:: WORK REQUIRED ::
Report how many lines of the listing below contain the string "upper", counting only matches in that exact case. Give the number alone.

---------- RECORDS SHOWN

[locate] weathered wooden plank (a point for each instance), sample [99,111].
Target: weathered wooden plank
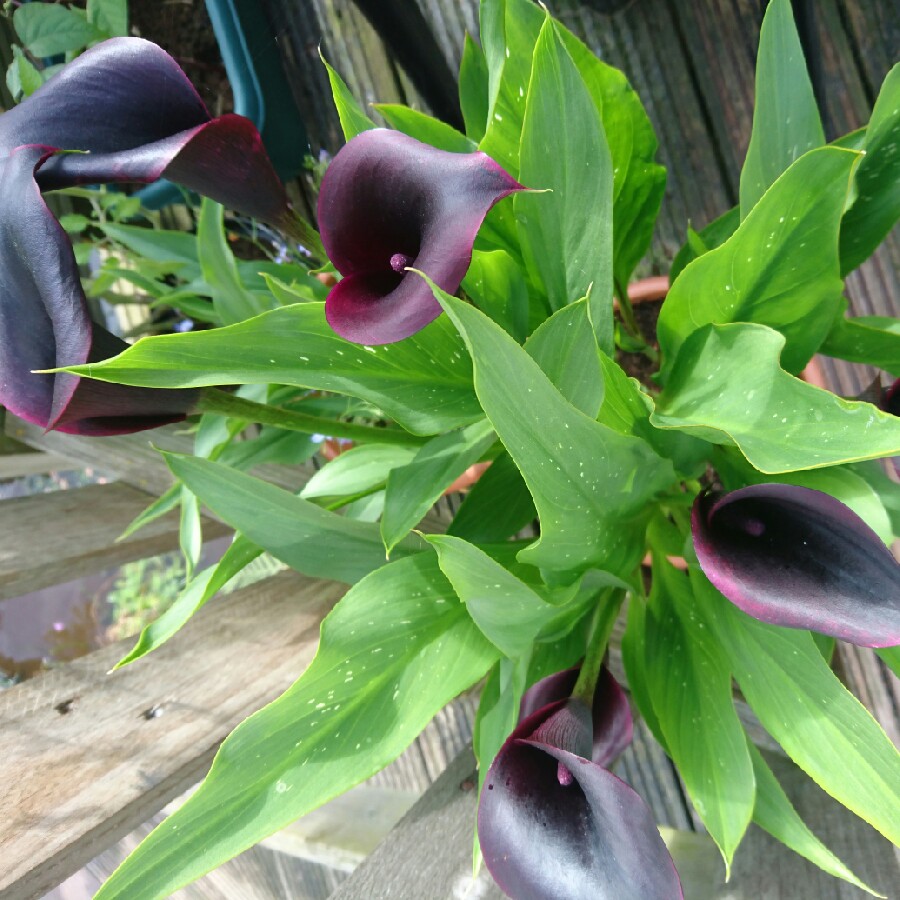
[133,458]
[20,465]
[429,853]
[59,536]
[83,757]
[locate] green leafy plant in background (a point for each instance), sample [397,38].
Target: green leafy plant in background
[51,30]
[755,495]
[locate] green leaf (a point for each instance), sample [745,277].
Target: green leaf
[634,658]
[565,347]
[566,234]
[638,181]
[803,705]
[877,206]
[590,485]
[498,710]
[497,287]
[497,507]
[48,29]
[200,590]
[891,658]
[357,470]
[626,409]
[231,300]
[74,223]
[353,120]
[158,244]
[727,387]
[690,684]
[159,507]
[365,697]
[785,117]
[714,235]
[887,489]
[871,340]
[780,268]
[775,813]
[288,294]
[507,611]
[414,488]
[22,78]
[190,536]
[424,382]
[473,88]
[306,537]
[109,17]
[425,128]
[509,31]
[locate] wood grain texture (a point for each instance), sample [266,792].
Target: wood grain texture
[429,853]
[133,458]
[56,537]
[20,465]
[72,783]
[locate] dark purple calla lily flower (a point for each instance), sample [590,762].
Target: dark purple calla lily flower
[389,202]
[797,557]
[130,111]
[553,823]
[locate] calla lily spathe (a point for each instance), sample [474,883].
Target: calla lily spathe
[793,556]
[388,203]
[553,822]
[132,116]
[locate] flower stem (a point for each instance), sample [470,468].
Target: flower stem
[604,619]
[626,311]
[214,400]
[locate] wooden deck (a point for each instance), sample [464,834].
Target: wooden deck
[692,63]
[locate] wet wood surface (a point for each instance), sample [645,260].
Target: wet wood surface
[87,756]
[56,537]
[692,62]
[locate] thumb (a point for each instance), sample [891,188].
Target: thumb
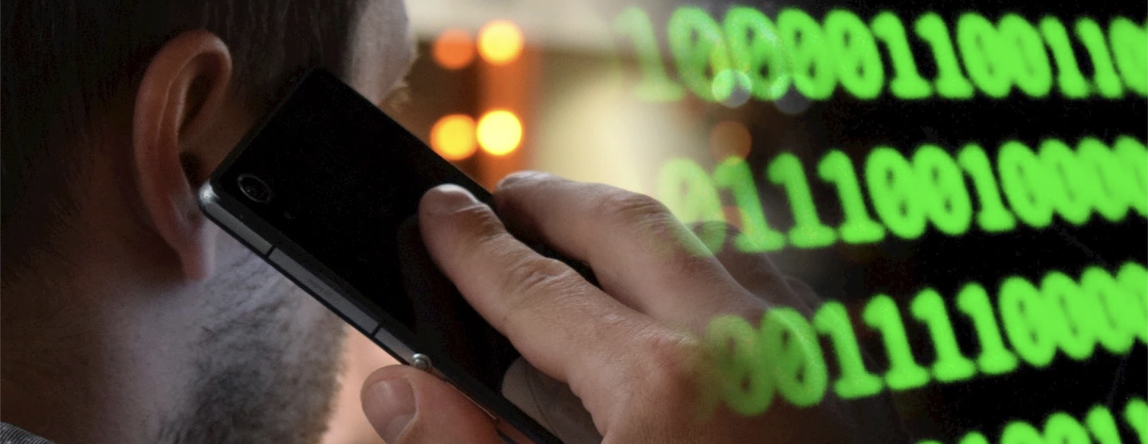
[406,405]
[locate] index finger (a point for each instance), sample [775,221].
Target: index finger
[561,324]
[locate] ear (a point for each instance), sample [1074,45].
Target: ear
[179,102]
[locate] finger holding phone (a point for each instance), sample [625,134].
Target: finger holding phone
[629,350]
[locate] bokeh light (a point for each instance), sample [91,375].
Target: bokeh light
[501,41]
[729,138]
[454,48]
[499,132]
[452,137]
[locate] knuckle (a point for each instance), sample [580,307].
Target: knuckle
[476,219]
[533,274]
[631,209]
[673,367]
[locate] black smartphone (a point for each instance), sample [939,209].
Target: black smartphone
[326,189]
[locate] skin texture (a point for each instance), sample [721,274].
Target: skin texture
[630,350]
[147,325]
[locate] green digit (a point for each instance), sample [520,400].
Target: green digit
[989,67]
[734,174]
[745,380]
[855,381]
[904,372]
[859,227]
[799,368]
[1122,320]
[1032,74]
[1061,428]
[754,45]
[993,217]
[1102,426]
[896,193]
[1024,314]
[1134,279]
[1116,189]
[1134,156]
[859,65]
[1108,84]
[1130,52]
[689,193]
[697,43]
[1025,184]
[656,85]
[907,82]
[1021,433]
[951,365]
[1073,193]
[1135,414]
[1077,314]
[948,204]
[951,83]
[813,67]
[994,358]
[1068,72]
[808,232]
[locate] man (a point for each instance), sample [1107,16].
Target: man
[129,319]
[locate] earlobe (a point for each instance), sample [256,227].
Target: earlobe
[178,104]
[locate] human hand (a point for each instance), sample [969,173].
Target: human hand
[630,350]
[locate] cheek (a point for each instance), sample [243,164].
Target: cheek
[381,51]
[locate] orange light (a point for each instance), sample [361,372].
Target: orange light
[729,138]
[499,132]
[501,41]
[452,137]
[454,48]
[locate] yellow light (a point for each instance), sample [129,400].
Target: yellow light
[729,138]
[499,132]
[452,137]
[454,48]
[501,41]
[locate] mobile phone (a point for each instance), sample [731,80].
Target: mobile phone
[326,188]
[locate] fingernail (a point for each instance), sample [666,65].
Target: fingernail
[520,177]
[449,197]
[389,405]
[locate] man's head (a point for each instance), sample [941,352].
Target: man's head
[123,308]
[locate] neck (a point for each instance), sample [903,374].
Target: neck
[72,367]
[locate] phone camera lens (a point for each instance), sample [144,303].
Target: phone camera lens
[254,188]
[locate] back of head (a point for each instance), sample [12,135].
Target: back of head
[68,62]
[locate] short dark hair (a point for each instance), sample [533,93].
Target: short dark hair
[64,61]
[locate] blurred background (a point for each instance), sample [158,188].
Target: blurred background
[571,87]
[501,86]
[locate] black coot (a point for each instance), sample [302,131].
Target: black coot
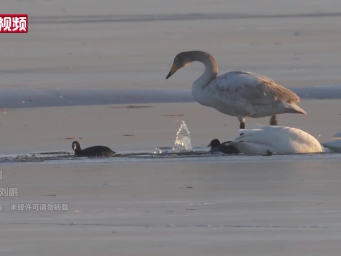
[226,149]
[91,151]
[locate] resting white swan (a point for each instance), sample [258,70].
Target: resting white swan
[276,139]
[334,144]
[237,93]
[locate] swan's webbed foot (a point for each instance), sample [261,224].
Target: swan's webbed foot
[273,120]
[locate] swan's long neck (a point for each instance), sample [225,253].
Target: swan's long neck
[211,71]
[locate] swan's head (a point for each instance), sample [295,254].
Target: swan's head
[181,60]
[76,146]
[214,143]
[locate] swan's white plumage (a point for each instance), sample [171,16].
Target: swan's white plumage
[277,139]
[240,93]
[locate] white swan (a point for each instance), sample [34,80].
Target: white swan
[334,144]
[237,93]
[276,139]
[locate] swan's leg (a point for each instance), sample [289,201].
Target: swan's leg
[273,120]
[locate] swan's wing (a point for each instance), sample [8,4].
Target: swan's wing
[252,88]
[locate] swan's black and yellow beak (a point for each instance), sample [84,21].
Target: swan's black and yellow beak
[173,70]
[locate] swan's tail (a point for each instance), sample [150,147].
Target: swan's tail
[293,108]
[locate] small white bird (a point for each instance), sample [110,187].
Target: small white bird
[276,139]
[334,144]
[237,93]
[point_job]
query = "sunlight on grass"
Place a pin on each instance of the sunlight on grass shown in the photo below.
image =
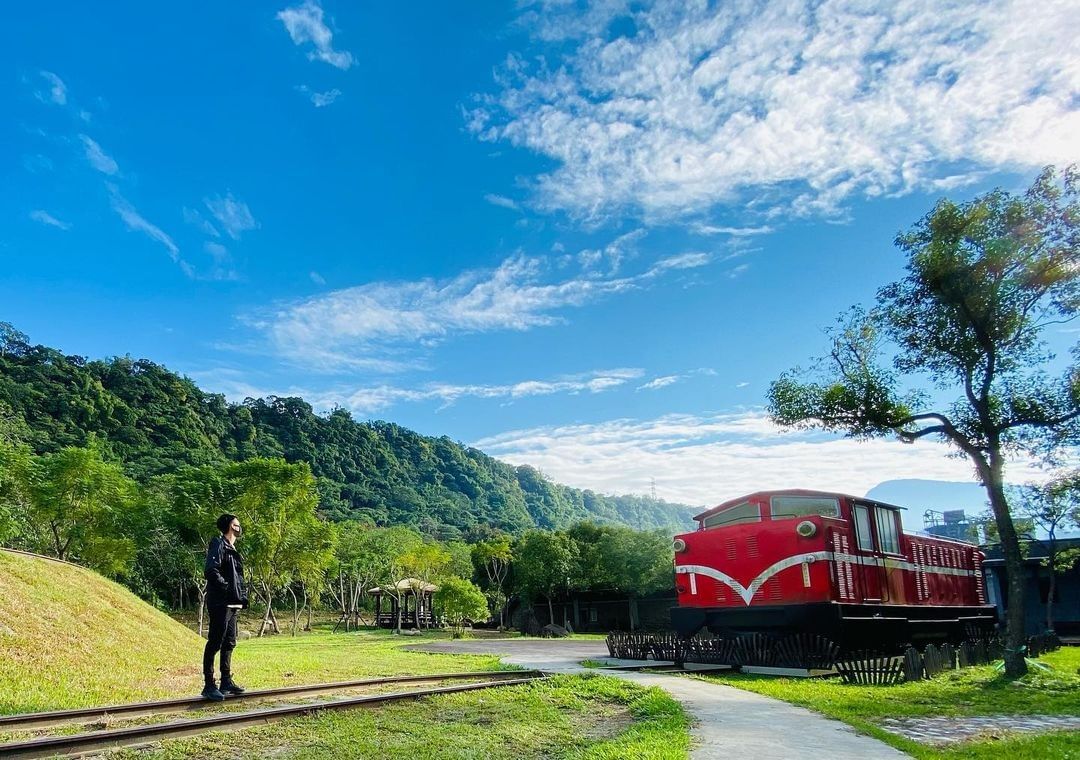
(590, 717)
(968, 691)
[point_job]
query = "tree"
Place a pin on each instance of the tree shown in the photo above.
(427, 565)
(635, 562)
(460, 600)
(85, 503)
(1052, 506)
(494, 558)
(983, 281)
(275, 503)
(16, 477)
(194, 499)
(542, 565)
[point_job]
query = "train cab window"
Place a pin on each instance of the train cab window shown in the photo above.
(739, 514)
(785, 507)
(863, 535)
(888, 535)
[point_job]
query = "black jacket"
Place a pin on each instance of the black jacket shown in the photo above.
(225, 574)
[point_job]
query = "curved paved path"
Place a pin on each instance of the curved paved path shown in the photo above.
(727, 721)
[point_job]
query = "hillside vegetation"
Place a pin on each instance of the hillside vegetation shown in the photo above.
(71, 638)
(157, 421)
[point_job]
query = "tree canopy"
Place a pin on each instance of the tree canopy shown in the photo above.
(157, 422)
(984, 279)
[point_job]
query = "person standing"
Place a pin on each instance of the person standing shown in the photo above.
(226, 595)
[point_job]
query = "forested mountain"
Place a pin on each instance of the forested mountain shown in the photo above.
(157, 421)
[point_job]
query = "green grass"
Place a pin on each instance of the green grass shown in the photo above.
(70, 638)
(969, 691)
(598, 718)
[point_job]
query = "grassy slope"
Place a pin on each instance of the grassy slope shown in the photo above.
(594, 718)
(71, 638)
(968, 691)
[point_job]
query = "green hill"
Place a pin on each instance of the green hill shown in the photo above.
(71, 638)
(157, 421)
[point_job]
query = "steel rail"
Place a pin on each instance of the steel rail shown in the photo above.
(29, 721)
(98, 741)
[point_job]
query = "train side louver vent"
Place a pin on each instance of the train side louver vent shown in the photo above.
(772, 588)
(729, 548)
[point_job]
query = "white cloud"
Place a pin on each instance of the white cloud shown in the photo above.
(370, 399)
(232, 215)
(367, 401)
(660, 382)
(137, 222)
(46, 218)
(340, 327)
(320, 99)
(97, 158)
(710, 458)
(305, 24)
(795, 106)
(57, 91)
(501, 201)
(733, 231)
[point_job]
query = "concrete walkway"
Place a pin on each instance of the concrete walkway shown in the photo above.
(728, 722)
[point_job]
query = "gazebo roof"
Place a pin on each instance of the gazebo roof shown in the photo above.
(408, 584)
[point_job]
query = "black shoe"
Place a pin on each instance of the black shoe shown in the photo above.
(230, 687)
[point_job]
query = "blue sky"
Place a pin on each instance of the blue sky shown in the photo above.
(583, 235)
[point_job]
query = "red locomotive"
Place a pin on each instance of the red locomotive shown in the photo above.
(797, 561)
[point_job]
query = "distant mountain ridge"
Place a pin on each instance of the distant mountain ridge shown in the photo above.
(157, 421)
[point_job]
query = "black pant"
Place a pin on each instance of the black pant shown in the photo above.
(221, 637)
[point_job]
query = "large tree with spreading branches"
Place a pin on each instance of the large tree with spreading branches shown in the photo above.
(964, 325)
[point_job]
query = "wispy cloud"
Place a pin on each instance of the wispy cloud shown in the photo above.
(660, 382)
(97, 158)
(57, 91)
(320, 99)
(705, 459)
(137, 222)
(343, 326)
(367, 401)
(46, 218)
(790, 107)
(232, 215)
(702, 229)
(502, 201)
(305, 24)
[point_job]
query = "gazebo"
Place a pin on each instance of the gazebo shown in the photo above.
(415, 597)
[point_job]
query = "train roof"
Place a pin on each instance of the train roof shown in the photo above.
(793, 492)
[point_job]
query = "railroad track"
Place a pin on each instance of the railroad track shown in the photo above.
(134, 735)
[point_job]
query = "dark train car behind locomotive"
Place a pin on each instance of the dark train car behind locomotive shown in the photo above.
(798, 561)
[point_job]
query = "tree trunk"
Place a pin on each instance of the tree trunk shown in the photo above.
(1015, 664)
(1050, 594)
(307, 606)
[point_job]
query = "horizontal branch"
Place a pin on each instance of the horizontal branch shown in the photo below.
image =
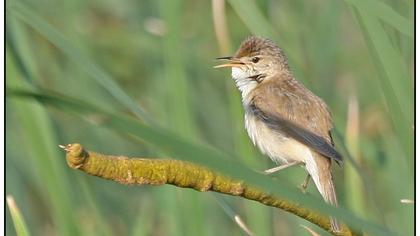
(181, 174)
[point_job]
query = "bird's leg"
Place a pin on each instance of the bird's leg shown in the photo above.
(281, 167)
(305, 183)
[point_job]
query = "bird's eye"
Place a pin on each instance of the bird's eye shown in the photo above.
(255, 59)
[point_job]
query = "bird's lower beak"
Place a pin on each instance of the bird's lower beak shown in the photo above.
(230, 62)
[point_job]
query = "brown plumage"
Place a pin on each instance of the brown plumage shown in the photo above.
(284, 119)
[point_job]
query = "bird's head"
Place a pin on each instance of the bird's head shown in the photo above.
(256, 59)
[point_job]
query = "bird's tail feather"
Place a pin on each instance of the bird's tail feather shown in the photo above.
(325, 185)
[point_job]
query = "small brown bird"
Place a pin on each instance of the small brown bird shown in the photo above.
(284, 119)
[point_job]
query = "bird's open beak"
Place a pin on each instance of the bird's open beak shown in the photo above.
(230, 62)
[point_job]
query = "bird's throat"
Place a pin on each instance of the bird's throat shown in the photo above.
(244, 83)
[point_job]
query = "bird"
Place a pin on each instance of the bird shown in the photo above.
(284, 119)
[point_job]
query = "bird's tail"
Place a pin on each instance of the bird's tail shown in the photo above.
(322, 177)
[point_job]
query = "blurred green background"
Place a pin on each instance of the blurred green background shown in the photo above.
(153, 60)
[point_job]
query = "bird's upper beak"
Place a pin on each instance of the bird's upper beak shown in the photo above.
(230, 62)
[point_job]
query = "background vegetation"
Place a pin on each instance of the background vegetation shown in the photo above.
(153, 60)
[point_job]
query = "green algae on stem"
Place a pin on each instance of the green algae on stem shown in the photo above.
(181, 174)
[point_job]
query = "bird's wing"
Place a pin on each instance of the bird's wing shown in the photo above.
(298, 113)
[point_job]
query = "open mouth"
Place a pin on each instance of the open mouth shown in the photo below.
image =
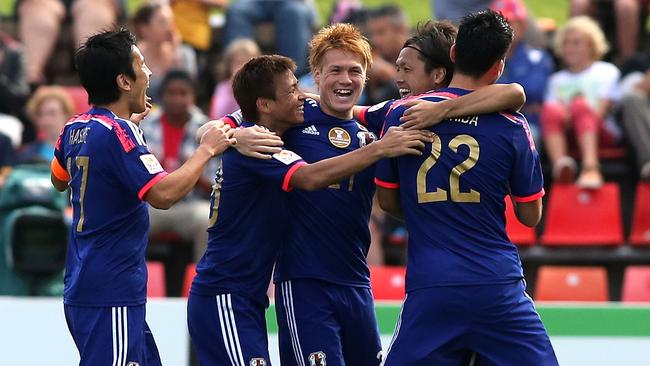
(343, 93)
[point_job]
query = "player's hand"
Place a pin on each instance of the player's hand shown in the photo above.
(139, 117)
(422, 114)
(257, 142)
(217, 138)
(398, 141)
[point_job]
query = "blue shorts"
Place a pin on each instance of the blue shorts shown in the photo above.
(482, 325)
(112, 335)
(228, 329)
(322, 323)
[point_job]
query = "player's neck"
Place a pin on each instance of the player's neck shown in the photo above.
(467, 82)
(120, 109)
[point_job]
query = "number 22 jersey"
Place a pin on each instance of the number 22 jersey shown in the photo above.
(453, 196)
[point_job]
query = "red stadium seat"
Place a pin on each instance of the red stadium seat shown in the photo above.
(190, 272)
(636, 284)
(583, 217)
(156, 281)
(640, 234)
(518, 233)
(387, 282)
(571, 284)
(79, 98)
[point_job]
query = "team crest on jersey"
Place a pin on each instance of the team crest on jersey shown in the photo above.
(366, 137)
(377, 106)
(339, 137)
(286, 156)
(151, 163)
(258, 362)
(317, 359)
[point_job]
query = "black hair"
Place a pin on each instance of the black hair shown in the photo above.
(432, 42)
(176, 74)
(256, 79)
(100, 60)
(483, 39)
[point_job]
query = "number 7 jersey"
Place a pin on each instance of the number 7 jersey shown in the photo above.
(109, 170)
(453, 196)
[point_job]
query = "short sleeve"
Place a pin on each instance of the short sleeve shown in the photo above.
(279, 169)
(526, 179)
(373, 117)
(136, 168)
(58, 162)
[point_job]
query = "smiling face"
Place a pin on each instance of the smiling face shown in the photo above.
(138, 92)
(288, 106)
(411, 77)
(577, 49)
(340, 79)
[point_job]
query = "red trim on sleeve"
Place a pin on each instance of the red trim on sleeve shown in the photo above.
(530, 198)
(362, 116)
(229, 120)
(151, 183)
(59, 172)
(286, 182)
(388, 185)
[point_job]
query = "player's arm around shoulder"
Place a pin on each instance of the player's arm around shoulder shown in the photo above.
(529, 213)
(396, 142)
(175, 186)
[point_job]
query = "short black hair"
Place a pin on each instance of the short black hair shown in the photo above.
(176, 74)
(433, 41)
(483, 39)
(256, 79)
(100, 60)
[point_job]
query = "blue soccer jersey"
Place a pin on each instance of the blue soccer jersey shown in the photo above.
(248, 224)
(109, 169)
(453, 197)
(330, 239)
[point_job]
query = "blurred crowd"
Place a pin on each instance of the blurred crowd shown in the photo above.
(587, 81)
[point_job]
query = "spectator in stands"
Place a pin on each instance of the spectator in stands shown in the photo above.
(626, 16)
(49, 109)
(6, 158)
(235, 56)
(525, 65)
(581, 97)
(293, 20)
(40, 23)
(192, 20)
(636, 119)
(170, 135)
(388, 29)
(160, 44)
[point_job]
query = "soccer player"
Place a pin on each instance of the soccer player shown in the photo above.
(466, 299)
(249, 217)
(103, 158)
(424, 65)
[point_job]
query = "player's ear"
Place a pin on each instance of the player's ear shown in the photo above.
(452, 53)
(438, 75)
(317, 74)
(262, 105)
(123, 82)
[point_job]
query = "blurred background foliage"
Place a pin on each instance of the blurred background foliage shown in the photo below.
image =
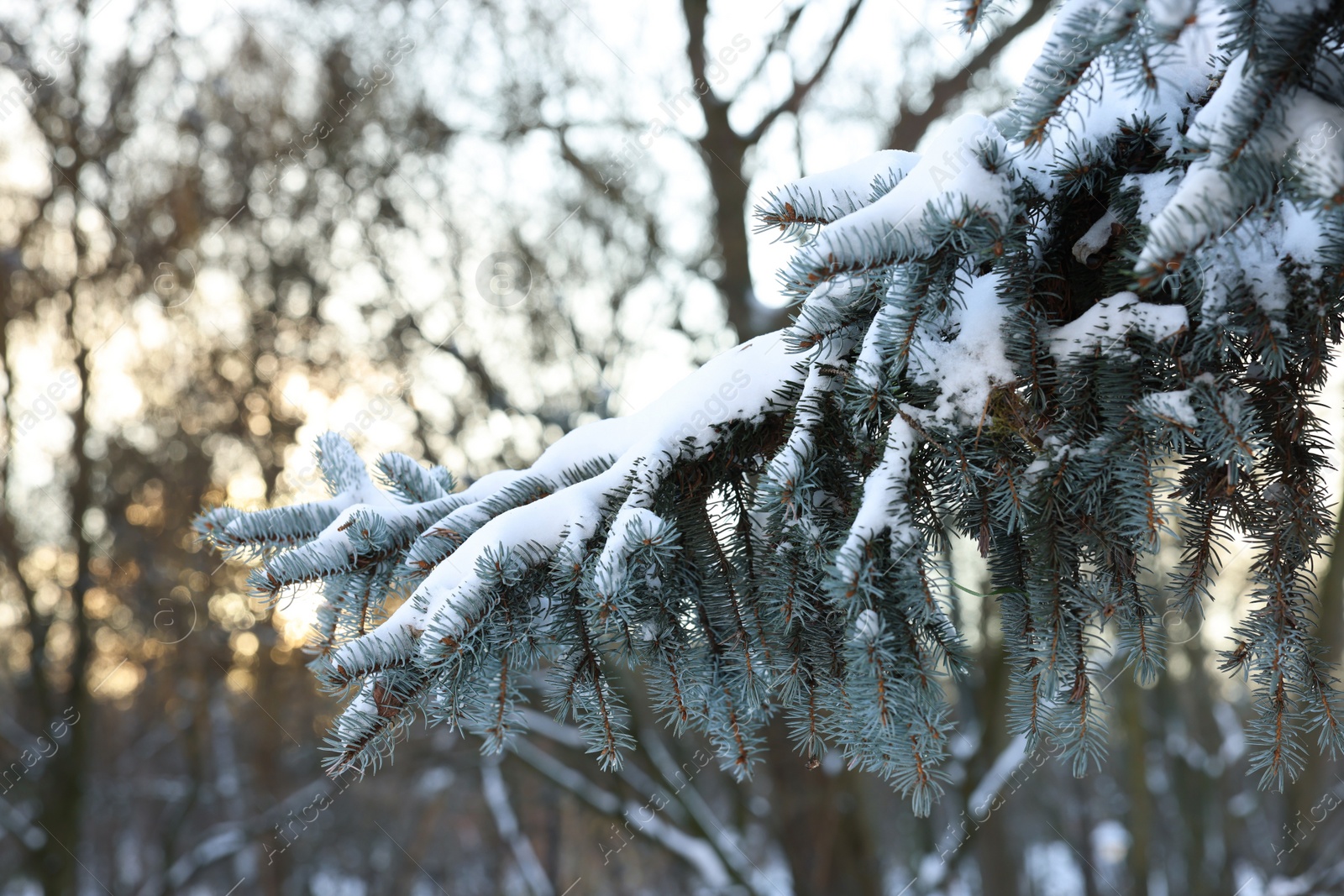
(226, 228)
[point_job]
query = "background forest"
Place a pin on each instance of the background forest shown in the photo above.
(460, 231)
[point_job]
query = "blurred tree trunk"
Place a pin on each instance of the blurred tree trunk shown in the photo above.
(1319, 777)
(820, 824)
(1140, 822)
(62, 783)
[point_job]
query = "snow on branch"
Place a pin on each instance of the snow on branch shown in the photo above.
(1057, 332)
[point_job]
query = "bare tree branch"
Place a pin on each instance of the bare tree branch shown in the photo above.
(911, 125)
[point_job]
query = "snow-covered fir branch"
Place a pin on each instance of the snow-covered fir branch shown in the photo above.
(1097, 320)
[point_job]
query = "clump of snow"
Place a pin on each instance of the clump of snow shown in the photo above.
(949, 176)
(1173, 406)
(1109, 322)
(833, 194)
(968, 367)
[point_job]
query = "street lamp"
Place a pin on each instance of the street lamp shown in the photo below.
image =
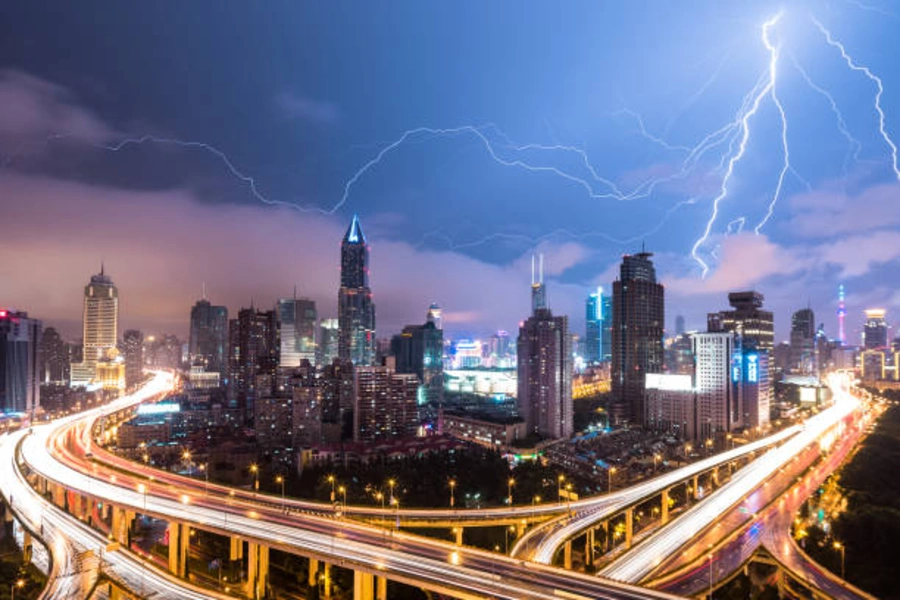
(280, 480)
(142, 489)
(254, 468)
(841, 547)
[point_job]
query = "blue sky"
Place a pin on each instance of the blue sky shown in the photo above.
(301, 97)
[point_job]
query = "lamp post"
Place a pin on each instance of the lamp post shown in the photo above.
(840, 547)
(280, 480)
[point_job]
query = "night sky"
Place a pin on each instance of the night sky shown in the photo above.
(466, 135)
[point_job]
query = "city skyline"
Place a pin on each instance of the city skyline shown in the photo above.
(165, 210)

--------------------

:: COMPLETED EXERCISE ::
2